Norway's Rigmor Aasrud to uncover the myth of a uniform Nordic region

| Text: Berit Kvam, Photo: Olav Olsen/Scanpix

Norway's Cooperation Minister Rigmor Aasrud wants to engage the Nordic countries' grass roots when Norway takes on the Presidency of the Nordic Council of Ministers in 2012. She feels the Nordic welfare models could be a theme which could appeal to both the general public and stimulate debate among politicians. Other important issues will be a better understanding of the Scandinavian languages and simplified border controls.

"Our ability to understand each other's languages is what makes us so unique and our cooperation so special. If we in the Nordic Region one day no longer can speak Scandinavian languages to each other I believe the cooperation will be lost," says Rigmor Aasrud. 

She wants to get back to the roots and to strengthen cooperation at a grass roots level. You can sense her engagement when she explains her reasoning.

"The Nordic cooperation is based on the free movement of labour. This allows us to develop our welfare. The fact that we can borrow labour from our neighbours when there is a lack of manpower in one country helps dampen the swings in the labour market. Language is crucial for this to work, and it's important that we have authorisation processes and tax and benefit rules which make it a pretty much seamless experience to move across our borders."

Doesn't this focus on language leave out the Icelandic and the Finns? 

"No, it is important that they too learn a Scandinavian language so that we can communicate with them as well," she says.

Rigmor Aasrud has just been visited in her office by Ole Norrback, head of the Nordic Freedom of Movement Forum, and Bjarne Mørk Eidem who is Norway's representative to the Forum. They presented her with a long list of border obstacles. One telephone call to the Minister of Finance right there and then solved one of them - the fact that Norwegian authorities have demanded that labour migrants must have a Norwegian personal number, which has had a bad impact on cross-border commuters.

- **ENTRIES SUPPLIED**:
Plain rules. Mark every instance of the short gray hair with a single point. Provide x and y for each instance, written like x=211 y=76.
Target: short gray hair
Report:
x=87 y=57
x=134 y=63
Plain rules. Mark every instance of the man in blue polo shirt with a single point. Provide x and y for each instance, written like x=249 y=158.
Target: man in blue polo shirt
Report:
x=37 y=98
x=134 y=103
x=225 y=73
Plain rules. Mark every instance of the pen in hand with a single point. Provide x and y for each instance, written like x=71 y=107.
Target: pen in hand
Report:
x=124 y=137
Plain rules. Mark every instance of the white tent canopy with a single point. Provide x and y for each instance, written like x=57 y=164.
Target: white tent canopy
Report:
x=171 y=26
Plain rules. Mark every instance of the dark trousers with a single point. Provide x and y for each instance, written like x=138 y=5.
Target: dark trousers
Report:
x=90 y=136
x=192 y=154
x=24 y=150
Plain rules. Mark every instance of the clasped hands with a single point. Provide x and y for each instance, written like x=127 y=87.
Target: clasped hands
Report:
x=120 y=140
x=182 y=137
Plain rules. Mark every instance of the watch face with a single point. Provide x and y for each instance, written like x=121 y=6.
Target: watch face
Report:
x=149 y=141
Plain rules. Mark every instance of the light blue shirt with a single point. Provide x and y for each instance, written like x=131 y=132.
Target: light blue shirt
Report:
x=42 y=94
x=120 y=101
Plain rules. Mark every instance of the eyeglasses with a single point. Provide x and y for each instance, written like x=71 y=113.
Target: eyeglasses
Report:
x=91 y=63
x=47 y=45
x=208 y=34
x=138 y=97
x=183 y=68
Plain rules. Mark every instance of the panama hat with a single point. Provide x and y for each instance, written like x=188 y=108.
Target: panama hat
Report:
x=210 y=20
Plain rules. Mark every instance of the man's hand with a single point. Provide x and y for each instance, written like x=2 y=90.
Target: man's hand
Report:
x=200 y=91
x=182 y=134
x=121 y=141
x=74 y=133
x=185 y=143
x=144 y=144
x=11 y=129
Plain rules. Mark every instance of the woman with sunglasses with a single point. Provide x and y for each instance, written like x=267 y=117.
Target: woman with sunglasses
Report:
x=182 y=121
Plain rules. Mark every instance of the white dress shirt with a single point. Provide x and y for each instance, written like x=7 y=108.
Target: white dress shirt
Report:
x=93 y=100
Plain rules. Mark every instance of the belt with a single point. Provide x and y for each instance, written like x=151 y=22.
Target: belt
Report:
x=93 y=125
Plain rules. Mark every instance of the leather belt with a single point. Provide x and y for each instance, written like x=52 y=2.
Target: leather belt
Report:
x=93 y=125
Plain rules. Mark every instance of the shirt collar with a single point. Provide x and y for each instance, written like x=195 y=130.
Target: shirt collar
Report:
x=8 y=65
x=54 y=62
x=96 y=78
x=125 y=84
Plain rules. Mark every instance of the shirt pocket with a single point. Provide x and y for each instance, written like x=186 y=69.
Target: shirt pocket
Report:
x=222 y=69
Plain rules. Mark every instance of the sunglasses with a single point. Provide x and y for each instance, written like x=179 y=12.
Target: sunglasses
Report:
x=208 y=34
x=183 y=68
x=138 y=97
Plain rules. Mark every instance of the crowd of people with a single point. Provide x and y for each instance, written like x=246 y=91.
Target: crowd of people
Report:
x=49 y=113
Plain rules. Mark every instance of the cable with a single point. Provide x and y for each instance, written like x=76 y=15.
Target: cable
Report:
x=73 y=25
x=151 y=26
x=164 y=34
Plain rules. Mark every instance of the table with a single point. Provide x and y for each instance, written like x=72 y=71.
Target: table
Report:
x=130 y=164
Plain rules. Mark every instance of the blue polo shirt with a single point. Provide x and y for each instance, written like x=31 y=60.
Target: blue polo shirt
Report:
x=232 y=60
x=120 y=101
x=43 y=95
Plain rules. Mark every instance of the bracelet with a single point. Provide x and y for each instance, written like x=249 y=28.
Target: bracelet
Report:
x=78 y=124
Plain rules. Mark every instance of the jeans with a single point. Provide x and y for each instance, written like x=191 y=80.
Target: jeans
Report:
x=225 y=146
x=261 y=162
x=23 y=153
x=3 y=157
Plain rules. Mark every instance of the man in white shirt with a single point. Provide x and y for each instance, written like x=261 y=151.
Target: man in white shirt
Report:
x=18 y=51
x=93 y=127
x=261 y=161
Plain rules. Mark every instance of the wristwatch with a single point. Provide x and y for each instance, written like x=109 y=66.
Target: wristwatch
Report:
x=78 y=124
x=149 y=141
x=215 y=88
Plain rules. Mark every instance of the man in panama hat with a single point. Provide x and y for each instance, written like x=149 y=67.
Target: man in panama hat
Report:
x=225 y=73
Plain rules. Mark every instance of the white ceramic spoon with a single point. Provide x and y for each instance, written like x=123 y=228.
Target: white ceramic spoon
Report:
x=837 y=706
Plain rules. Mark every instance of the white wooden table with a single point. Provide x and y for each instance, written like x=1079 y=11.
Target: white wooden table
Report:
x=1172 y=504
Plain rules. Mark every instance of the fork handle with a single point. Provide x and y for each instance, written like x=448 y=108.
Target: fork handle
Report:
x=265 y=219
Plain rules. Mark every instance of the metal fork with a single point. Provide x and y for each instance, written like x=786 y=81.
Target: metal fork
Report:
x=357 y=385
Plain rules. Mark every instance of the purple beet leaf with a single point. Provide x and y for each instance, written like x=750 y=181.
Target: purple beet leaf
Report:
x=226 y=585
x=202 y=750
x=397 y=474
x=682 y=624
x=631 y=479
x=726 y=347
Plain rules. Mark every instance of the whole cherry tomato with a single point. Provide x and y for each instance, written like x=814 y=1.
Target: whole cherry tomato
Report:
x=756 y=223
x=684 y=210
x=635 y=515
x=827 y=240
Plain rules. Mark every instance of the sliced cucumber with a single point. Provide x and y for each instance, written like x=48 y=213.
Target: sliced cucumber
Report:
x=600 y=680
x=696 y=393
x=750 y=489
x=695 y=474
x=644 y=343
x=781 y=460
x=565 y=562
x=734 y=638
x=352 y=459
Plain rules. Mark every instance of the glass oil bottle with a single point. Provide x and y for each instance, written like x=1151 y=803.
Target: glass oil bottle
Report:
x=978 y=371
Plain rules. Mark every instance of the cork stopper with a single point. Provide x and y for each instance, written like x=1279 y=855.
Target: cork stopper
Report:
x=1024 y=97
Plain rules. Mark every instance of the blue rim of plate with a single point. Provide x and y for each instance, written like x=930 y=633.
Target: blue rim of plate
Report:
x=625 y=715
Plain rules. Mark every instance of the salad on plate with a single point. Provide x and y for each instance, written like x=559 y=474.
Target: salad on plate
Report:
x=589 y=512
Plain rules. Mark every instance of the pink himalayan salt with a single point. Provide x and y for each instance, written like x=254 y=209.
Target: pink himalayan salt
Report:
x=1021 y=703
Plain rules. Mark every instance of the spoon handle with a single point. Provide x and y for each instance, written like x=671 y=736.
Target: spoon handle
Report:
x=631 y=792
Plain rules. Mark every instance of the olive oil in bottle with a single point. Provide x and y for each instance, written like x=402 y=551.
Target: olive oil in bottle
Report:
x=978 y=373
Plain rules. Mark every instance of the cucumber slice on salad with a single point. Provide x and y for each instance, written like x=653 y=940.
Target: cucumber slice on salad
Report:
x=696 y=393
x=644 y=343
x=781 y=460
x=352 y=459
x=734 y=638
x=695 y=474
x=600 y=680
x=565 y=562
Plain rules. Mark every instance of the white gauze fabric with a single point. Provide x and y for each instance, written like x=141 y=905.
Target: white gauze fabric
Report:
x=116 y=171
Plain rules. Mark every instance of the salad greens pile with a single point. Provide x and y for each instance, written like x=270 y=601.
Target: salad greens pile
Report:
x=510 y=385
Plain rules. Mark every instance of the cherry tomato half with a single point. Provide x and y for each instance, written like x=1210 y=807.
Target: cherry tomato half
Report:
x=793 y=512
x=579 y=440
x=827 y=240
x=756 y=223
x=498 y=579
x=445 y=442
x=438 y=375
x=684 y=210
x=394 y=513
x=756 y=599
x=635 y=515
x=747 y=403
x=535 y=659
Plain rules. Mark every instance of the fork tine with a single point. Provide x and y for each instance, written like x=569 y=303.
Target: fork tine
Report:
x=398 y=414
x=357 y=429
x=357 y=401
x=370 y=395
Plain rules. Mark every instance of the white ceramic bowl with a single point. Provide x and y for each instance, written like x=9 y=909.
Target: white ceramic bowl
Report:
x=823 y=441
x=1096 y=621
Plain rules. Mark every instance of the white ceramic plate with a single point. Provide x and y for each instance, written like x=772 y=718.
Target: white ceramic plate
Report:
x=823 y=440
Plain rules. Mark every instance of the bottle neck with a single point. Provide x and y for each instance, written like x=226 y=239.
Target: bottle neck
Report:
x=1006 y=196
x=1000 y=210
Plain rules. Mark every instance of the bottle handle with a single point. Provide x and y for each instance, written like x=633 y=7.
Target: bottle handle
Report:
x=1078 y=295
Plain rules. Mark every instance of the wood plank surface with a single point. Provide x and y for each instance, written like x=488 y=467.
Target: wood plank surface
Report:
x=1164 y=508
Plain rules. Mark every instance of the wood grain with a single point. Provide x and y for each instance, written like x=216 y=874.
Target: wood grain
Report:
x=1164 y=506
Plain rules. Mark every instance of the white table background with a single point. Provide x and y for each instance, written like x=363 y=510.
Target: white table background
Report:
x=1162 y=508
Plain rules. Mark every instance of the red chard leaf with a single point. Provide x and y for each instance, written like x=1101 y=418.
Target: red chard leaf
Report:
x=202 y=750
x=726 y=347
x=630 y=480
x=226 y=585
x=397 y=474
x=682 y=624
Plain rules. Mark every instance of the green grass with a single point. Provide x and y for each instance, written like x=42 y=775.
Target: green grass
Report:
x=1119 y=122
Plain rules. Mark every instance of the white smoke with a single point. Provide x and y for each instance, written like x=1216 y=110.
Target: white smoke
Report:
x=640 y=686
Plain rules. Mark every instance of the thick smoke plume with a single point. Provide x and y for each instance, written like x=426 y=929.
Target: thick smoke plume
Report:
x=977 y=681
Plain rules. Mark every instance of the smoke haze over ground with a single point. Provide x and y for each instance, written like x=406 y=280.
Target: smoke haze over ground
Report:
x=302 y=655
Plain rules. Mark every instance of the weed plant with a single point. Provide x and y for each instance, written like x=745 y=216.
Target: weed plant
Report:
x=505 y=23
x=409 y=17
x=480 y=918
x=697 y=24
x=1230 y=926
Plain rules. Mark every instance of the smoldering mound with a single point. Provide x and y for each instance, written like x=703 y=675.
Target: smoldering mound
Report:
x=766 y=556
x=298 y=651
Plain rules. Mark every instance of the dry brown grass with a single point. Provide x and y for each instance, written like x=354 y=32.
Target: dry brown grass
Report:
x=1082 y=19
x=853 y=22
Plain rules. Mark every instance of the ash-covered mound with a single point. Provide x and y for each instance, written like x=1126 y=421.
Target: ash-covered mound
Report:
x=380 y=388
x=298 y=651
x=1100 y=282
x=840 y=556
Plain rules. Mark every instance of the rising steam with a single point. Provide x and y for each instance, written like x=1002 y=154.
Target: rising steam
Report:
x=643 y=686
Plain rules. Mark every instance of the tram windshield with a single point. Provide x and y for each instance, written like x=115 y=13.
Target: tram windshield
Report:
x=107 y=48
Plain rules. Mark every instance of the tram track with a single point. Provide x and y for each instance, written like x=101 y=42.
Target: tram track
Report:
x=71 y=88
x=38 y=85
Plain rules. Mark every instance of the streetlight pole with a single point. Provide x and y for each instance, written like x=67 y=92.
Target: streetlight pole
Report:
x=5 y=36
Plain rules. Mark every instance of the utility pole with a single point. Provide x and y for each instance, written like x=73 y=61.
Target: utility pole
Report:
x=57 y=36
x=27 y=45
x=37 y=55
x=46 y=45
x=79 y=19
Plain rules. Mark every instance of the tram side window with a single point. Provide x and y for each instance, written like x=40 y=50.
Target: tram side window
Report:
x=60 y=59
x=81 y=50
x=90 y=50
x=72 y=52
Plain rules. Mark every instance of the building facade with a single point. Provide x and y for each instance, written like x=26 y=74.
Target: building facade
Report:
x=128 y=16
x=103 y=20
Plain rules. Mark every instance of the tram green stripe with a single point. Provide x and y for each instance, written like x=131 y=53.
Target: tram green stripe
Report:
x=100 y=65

- **TASK SET**:
a: In the article on Rigmor Aasrud, in which year does Norway take on the Presidency of the Nordic Council of Ministers?
b: Write the next few paragraphs of the article on Rigmor Aasrud, starting after its last sentence.

- **RESPONSE LIST**:
a: 2012

b:
"That's how we solve challenges as they present themselves," she says.

"You'll never get rid of all border obstacles. You always need to keep working to remove them. Our greatest challenge right now is to make sure we don't implement EU directives in different ways which could result in new border obstacles. That's why we have organised major legislation seminars both during the previous presidency and during the latest Finnish one to try to coordinate our approach to various EU directives."

From Norway's agricultural heartland

Cooperation Minister Rigmor Aasrud trained as a business administrator and has had several jobs outside of politics - even though this has been her dominating occupation: She was mayor in Gran, a typical agricultural municipality set in the farming heartlands north of Oslo - known as the Toscana of the North. She represents Oppland County in Parliament but served as an ordinary MP for only 12 days before she became a minister. She also served as state secretary in the Ministry of Health and Care Services during Jens Stoltenberg's first government from 2005 to 2009. Since the 2009 election her title has been Minister of Government Administration, Reform and Church Affairs in Stoltenberg's second government. She has also stepped in as Minister of Labour during "two short periods". According to Norway's media she is now one of the government's heavyweights.

Grass roots engagement

Her own focus on the need to strengthen the grass roots engagement begs the question: What is her personal take on Nordic cooperation?

"I learned a lot about the Nordic cooperation during my time as mayor. We had our twin municipalities which we met once a year," she says.

"And the leader for the Nordic Association was the municipality's head of culture, so I couldn't avoid getting involved with Nordic questions. That has perhaps been the most important grounding preparing me to work with Nordic issues."

On a scale from one to ten, how important is Nordic cooperation?

She hesitates and doesn't want to put a number on it.

"For Norway it is important," she points out, emphasising the 'is'.

"Developing good relations with Nordic colleagues and having access to an arena where you can debate common issues, this is important. The Nordic region is also a bridge to EU cooperation. We [in Norway] aren't present where the real decisions are being made. So it is nice to have a colleague you can easily call if you need to. It is also the case that it is possible to get information about things coming up which will affect Norway, so that is important."

A close examination of the Nordic Model 

Rigmor Aasrud is the only social democrat among the Nordic cooperation ministers. I wonder whether she is fighting against conservative forces, but that's not the way it works, she says. Major priorities are laid out by prime ministers. When agreement has been reached it's up to the cooperation ministers to execute what the prime ministers have decided.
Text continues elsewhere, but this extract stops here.